* _WHAT YOU NEED TO DO_
Every record below is to be reproduced exactly.

* _GIVEN INFORMATION_
········
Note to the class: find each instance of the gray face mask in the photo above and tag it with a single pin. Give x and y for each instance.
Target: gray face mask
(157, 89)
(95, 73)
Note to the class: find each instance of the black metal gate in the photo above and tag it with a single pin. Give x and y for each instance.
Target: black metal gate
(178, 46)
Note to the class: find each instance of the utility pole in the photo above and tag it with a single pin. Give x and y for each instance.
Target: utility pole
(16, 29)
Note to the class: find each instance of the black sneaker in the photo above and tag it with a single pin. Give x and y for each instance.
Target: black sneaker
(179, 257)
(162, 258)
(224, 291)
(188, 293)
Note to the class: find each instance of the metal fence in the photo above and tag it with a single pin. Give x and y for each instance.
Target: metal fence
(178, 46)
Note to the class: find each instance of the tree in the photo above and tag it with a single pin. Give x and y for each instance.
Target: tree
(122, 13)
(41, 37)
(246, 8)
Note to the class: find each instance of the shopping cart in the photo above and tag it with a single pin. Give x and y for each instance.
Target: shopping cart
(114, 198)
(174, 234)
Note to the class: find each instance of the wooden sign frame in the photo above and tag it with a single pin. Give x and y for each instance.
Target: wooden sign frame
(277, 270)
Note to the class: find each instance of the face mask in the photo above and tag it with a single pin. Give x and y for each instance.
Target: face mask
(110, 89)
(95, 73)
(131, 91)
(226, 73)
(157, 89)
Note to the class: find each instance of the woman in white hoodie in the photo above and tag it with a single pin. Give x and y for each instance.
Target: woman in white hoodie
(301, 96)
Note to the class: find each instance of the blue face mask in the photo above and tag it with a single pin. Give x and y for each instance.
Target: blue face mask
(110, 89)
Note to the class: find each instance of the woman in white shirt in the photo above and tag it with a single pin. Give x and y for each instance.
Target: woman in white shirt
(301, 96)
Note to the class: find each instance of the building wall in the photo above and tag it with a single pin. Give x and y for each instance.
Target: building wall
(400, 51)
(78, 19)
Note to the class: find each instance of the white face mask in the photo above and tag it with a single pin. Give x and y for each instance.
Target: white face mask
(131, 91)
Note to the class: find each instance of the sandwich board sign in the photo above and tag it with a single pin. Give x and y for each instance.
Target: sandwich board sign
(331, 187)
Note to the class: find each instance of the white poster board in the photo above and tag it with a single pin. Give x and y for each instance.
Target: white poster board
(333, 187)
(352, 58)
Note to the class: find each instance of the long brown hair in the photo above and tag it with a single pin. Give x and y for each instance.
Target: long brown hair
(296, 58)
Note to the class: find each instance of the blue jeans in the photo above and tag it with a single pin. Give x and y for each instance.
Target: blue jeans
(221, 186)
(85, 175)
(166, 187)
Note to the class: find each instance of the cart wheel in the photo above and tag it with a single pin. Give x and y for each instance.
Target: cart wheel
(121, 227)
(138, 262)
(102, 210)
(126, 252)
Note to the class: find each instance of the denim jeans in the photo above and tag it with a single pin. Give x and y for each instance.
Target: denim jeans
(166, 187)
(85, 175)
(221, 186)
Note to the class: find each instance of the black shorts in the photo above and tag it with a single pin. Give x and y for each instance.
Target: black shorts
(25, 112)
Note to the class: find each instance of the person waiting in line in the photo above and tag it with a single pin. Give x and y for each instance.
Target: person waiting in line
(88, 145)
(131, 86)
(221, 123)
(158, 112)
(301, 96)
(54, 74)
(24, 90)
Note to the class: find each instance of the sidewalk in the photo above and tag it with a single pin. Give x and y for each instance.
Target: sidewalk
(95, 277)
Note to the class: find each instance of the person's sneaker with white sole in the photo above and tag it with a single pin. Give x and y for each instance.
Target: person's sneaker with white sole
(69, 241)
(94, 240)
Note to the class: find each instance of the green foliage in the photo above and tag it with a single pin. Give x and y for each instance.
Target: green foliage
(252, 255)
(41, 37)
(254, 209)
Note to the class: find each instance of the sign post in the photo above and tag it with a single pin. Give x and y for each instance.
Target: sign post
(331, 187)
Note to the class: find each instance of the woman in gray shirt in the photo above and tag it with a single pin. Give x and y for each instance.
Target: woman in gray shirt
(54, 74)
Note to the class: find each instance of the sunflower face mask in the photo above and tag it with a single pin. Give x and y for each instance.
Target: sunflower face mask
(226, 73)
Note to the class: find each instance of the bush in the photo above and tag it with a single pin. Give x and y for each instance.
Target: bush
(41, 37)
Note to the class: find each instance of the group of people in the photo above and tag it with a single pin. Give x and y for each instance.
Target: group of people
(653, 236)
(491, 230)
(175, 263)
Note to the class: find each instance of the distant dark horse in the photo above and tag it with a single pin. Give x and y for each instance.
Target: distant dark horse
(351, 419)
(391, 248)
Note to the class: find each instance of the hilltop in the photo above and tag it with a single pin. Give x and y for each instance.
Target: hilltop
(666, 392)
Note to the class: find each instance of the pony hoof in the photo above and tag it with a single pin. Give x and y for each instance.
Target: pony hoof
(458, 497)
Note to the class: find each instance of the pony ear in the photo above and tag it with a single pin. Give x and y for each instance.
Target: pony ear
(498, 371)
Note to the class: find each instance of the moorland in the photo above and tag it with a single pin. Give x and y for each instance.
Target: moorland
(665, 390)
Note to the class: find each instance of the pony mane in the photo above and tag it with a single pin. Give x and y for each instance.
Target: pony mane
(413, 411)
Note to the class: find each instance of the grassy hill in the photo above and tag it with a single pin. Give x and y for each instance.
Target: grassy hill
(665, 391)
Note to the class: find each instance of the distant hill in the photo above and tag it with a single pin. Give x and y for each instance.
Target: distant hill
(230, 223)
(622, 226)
········
* _TASK SOLUTION_
Note to the class: find each instance of the gray face mask in the photo above and tag it with a single pin. Give x and y for each instance.
Target: gray face mask
(157, 89)
(95, 73)
Note to the class: find each instance of the black metal gate in the photo above and tag it with a single pin. Give x and y for each instance.
Target: black metal gate
(178, 46)
Note to the class: find each instance of the utility pole in the photo above and tag it with a single pin. Give x and y for each instance.
Target: utility pole
(16, 29)
Note to the class: find each instance of the black sneaker in the photo above and tag it with a single pin. Give x and y for each instance.
Target: black sneaker
(179, 257)
(162, 258)
(224, 291)
(188, 293)
Note to the class: find each instance of the metal fence in the photo above and tag it with a single pin. Give x and y for each instance.
Target: metal fence
(178, 46)
Note to the class: find each instance of the tree in the photo above and tag it with a single pin. Give x and y for each instance.
Target: tree
(122, 13)
(41, 37)
(246, 8)
Note to the class: find each instance of the shopping cart in the photo above and tag it with a single pin. Give x and y for each instance.
Target: shopping cart
(114, 198)
(174, 234)
Note to the class: find each instance of the wooden sign frame in the photo above and tag it with a single pin. Give x and y for each instance.
Target: wooden sign frame
(277, 270)
Note to the class: find each instance of the face mask in the photo above and tag it with a single pin. Give x and y for each instance.
Target: face mask
(110, 89)
(95, 73)
(131, 91)
(226, 73)
(157, 89)
Note to the class: find each instance of the woman in white hoodie in the photo above and tag it with a single pin. Give x and y for each instance.
Target: woman in white hoodie
(301, 96)
Note to the class: find each instance of the blue face mask in the photo above and tag it with a single pin. Give x and y for each instance.
Target: blue face mask
(110, 89)
Note to the class: find each instance of the woman in white shirt in the photo above and tag it with a single pin. Give x and y for each instance.
Target: woman in white shirt
(301, 96)
Note to the class: find each instance of the building wall in the photo above and tag it with a single pin. Give x and y for each instance.
Target: building wall
(400, 51)
(78, 19)
Note to the class: find each instance of the white face mask in the photo above and tag it with a single pin. Give x and y for each instance.
Target: white face mask
(131, 91)
Note to the class: find each instance of the sandwich board sign in the photo above and tag it with a single pin. Give x and y for each instance.
Target: sandwich board sign
(331, 187)
Note to the class: find each instance of the white poster board in the photo above and tag it with a single pin. Give x and y for each instance.
Target: white poster board
(333, 187)
(352, 58)
Note to the class: find each instance of the long brown hair in the photo above and tag it with a single pin. Give x and y for each instance.
Target: long brown hair
(296, 58)
Note to the class: find each instance of the blue jeans in the photo above and tag it with a single pin. Give x and y for each instance.
Target: blue jeans
(221, 186)
(85, 175)
(166, 187)
Note to the class: find each instance of the cart wheel in the photo above and tag it with a single pin. Give x and y for each instance.
Target: cart wheel
(121, 227)
(138, 262)
(102, 210)
(126, 252)
Note to the class: find each instance of the denim jeans in the photo above and tag it with a single pin. Give x and y for each instance.
Target: denim jeans
(166, 187)
(85, 175)
(221, 186)
Note to the class: find each instance of the black shorts in the photo above and tag it with a single pin. Give x and y for each instance.
Target: black shorts
(25, 112)
Note to the class: find each instance of the person waiting in line in the photo above and tag it with a single pin. Give x and y for each instance.
Target: person waiting in line
(88, 145)
(131, 86)
(221, 123)
(158, 112)
(301, 96)
(54, 74)
(24, 90)
Note to the class: find each instance of the sidewalk in the photo above and tag it with a single pin. Give x and y for each instance.
Target: sidewalk
(95, 277)
Note to the class: find each instance of the person's sneaker with white sole in the photo above and tag it with a single pin. Give x and y for each instance.
Target: person's sneaker with white sole
(69, 241)
(94, 240)
Note to the class: find each instance of the green foliage in the photo above and tag it with a single pin. Give x and y for each instance.
Target: green foliage
(252, 255)
(41, 37)
(254, 209)
Note to the class: find each instance of the sign post in the photo above and tag it with a single pin. Give x and y for each instance.
Target: sign post
(331, 187)
Note to the class: find each instance of the woman in gray shirt in the photo above and tag it with a single pin. Give x and y for each instance.
Target: woman in gray shirt
(54, 74)
Note to the class: find each instance of the sunflower face mask in the photo above and tag it with a single pin. Give x and y for each instance.
Target: sunflower face mask
(226, 73)
Note to the class: find each instance of the bush in the photo above and tag it with a single pin. Give x and y for each instance.
Target: bush
(41, 37)
Note to the class: find each instance of the group of people in the photo above and tag it with a single pin. Give x and y for each instance.
Target: group of people
(653, 236)
(491, 230)
(175, 263)
Note to the class: find each instance of the distant dark horse in the photo above and tag it with a single pin. Give x and y for each instance.
Target: distant dark horse
(351, 419)
(391, 248)
Note to the class: find each instance of the hilltop in the photo above and tag it with a single pin. Give x and y for each instance.
Target: hilltop
(666, 392)
Note to the class: find each instance of the pony hoof in the photo above and tag it with a single pin. Give x and y for each instance.
Target: pony hoof
(458, 497)
Note to the class: find each instance of the pony ear in the photo above and tag it with a single pin. Give x and y for each instance.
Target: pony ear
(498, 371)
Note to the class: find each instance of the moorland in the photo above and tag it with a single pin. Give x and y for each instance.
Target: moorland
(665, 390)
Note to the class: find each instance of the pony mane in the photo above and tag it with a single pin. Give x and y for each instance.
Target: pony mane
(413, 411)
Note to the class: find each instance of the grassy hill in the photo above and tag it with a single pin. Give x and y for each instance.
Target: grassy hill
(665, 391)
Note to the class: find each instance of the distant hill in the photo above and tag it with a single pin. Give x and y for each instance.
Target: distant hill
(230, 223)
(622, 226)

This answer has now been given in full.